> Brief: Reproduce the data exactly, leaving nothing out.

[Dataset entries]
- Opening Delimiter -
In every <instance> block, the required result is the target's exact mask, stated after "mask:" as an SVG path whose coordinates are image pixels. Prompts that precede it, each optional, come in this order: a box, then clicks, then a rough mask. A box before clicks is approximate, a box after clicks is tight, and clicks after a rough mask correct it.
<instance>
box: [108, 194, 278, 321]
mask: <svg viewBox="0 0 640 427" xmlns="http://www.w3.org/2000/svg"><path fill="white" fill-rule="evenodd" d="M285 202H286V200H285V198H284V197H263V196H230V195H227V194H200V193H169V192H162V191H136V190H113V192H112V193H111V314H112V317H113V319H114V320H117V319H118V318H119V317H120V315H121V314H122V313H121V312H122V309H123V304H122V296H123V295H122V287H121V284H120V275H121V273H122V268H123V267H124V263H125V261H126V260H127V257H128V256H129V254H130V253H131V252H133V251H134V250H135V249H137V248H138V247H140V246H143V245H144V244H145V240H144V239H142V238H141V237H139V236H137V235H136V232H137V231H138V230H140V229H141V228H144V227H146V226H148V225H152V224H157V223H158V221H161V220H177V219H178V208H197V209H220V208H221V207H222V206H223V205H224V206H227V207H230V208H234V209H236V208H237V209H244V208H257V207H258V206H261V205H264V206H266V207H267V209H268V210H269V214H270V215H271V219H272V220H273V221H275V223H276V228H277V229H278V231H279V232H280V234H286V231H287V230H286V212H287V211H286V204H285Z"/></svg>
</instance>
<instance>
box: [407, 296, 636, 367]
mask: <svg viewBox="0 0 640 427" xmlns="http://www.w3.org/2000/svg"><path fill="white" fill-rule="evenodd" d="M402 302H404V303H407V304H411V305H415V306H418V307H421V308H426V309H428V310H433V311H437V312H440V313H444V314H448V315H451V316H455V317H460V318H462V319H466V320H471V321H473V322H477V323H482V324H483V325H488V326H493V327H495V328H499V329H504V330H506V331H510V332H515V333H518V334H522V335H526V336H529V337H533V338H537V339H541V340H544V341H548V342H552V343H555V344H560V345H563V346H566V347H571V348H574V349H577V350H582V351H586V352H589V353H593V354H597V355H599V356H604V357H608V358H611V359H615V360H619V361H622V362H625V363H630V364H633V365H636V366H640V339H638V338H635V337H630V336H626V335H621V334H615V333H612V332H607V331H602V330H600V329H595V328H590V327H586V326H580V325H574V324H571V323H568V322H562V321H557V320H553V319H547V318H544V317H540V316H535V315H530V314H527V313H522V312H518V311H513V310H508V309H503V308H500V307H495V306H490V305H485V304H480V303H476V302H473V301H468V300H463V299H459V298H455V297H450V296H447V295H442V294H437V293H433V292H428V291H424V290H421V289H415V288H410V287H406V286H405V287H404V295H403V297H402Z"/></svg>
- Closing Delimiter -
> Answer space:
In every <instance> block, the required result is the target's exact mask, stated after "mask:" as an SVG path whose coordinates are image pixels. Prompts that precede it, each optional, come in this order: a box, then clicks, then a rough mask. A box before clicks is approximate, a box after clicks is tight, and clicks after a rough mask correct it.
<instance>
box: [108, 194, 278, 321]
mask: <svg viewBox="0 0 640 427" xmlns="http://www.w3.org/2000/svg"><path fill="white" fill-rule="evenodd" d="M285 202H286V200H285V198H284V197H263V196H230V195H227V194H200V193H169V192H162V191H136V190H113V192H112V193H111V314H112V317H113V319H114V320H117V319H118V318H119V317H120V315H121V314H122V313H121V312H122V309H123V304H122V296H123V295H122V287H121V284H120V275H121V273H122V268H123V267H124V263H125V261H126V260H127V257H128V256H129V254H130V253H131V252H133V251H134V250H135V249H137V248H138V247H140V246H143V245H144V244H145V240H144V239H142V238H141V237H139V236H137V235H136V232H137V231H138V230H140V229H141V228H144V227H146V226H148V225H152V224H157V223H158V221H161V220H177V219H178V208H197V209H220V208H221V207H222V206H223V205H224V206H227V207H230V208H234V209H236V208H237V209H244V208H257V207H258V206H261V205H264V206H266V207H267V209H268V210H269V214H270V215H271V219H272V220H273V221H275V223H276V228H277V229H278V231H279V232H280V234H286V231H287V230H286V212H287V211H286V204H285Z"/></svg>
</instance>
<instance>
box: [407, 296, 636, 367]
mask: <svg viewBox="0 0 640 427" xmlns="http://www.w3.org/2000/svg"><path fill="white" fill-rule="evenodd" d="M402 302H404V303H407V304H411V305H415V306H418V307H421V308H426V309H428V310H433V311H437V312H440V313H444V314H448V315H451V316H455V317H460V318H462V319H466V320H471V321H473V322H477V323H482V324H483V325H488V326H493V327H495V328H499V329H504V330H506V331H510V332H515V333H518V334H522V335H526V336H529V337H533V338H537V339H541V340H544V341H548V342H552V343H555V344H560V345H563V346H566V347H571V348H574V349H577V350H582V351H586V352H589V353H593V354H597V355H599V356H604V357H608V358H611V359H615V360H619V361H622V362H625V363H630V364H633V365H636V366H640V339H638V338H635V337H630V336H626V335H621V334H615V333H612V332H607V331H602V330H600V329H595V328H590V327H586V326H580V325H574V324H571V323H568V322H562V321H557V320H553V319H547V318H544V317H540V316H535V315H530V314H527V313H522V312H518V311H513V310H508V309H503V308H500V307H495V306H490V305H485V304H480V303H476V302H473V301H468V300H463V299H459V298H455V297H450V296H447V295H442V294H437V293H433V292H428V291H424V290H421V289H415V288H410V287H406V286H405V287H404V295H403V297H402Z"/></svg>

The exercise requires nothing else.